» DOCUMENT SECTION
——
Plaintiff seeks to amend its Complaint by: (1) adding an allegation of direct infringement under 35 U.S.C. § 271(b); (2) expand the factual allegation of direct infringement to include new information on Defendants' previously undisclosed relationship with a third party; and (3) add a third cause of action for Defendants' infringement of U.S. Patent No. 6,440,739 ("'739 Patent").

Plaintiff argues it should be granted leave to amend because all of the Foman factors tip in its favor. Plaintiff asserts it has not unduly delayed in seeking leave to amend because Plaintiff was not aware of the facts underlying its proposed amendments until November 2012. Plaintiff further asserts it is seeking leave to amend in good faith and that its amendments are not futile. Plaintiff argues its amendments will not prejudice Defendants because of the relatively early stage of these proceedings: discovery has only proceeded on a limited basis, no full scheduling order has issued, and the parties have not yet begun complying with the many requirements found in the Patent Local Rules. Plaintiff lastly argues that Judge Crawford's January 31, 2013 order vacating the First Scheduling Order provides further support for Plaintiff's request for leave to amend.
——
» PROVIDED INFORMATION
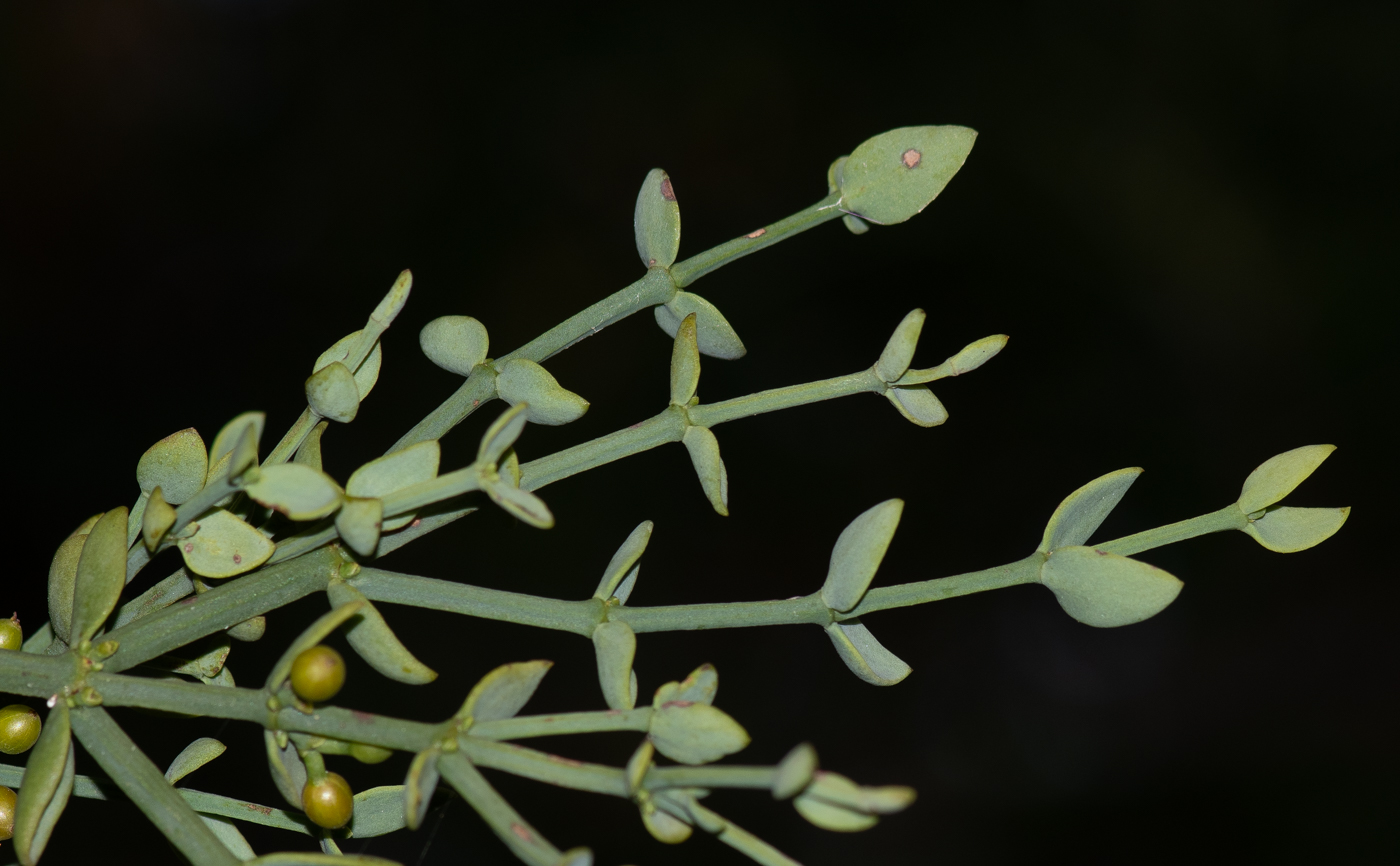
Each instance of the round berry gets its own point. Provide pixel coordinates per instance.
——
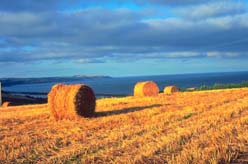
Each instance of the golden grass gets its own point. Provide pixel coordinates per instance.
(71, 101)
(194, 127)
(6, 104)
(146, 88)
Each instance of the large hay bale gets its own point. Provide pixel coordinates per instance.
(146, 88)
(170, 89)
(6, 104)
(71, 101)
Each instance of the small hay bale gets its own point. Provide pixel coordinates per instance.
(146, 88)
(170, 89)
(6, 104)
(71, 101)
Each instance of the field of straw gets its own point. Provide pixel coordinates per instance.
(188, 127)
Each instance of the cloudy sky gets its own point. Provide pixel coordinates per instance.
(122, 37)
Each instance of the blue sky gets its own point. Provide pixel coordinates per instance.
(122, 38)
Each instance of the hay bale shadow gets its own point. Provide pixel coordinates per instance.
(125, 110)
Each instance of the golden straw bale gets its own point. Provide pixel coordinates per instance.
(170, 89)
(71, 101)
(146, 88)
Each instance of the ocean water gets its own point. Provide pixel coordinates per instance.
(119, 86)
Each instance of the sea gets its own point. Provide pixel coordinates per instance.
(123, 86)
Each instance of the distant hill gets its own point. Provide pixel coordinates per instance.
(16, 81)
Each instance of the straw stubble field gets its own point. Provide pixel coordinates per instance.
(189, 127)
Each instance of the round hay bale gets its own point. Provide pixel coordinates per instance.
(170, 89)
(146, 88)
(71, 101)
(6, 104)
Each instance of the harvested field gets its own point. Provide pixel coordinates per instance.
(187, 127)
——
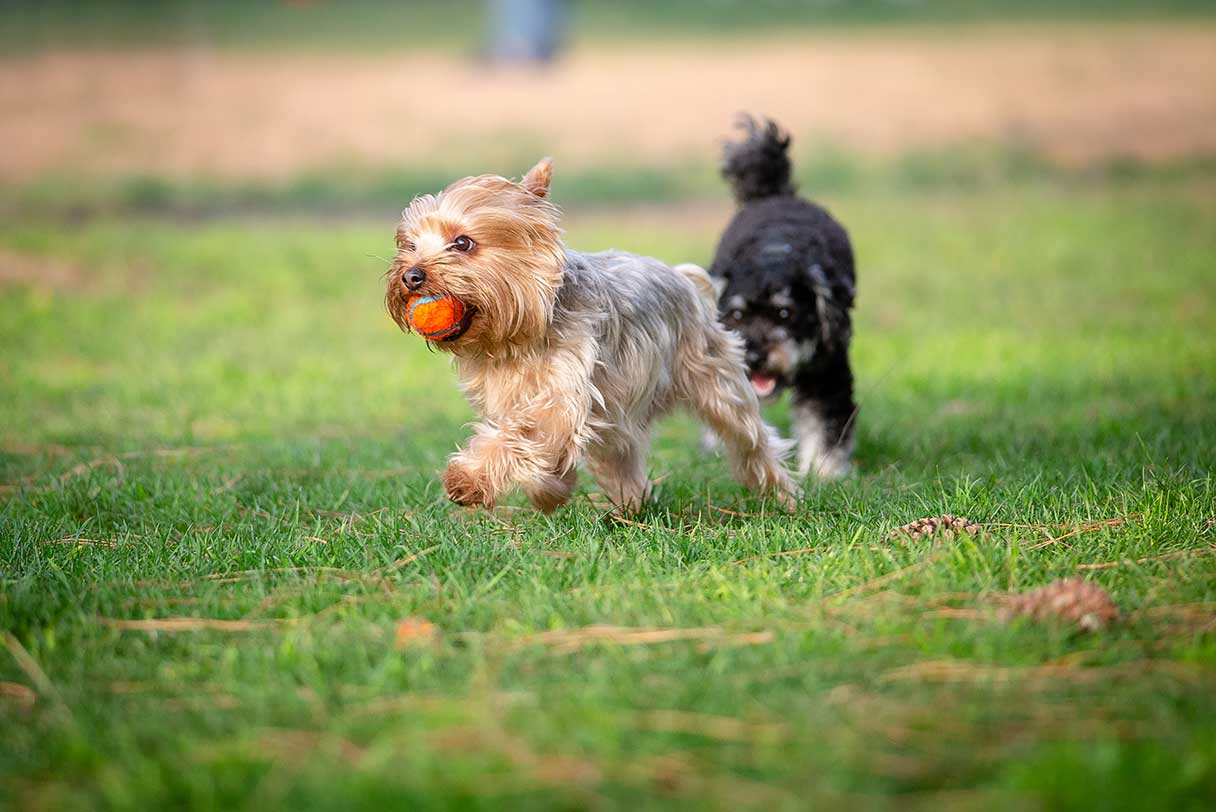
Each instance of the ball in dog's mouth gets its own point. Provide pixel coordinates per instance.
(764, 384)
——
» PROBLEM A
According to the excerpt on the plaintiff's motion for leave to amend, when did Plaintiff first become aware of the facts underlying its proposed amendments?
» PROBLEM B
Continue the excerpt on the plaintiff's motion for leave to amend, starting after its final sentence.

» RESULT A
November 2012.

» RESULT B
Defendants argue in response that Plaintiff has unduly delayed in seeking leave to amend because Plaintiff had knowledge of the facts underlying its proposed amendments at the time Plaintiff filed its initial complaint and because Plaintiff was not diligent with respect to adding its proposed claim for infringement of the '739 Patent. Defendants argue Plaintiff's amendments would prejudice Defendants by (1) potentially delaying the end of this litigation, as Defendants' safe harbor summary judgment motion will be dispositive of the entire case; and (2) expanding discovery into the activities of several third parties. Defendants argue that, at a minimum, Plaintiff should be denied leave to amend without prejudice and allowed to re-file the motion after this Court's ruling on Defendants' renewed summary judgment motion.

The Court first notes that Defendants do not argue Plaintiff's proposed amendments are futile or sought in bad faith; thus, the Court does not consider those factors. As to delay, the Court finds Plaintiff did not unduly delay in seeking leave to file a first amended complaint. Given the complexity of this case and the number of documents produced in the limited discovery that has occurred thus far, the Court finds any delay by Plaintiff was reasonable. The Court further finds Defendants have not demonstrated they would be significantly prejudiced by Plaintiff's proposed amendments given the relatively early stage of these proceedings. The Court therefore concludes that Defendants have not made a showing sufficient to overcome the "presumption under Rule 15(a) in favor of granting leave to amend." See Eminence Capital, 316 F.3d at 1052.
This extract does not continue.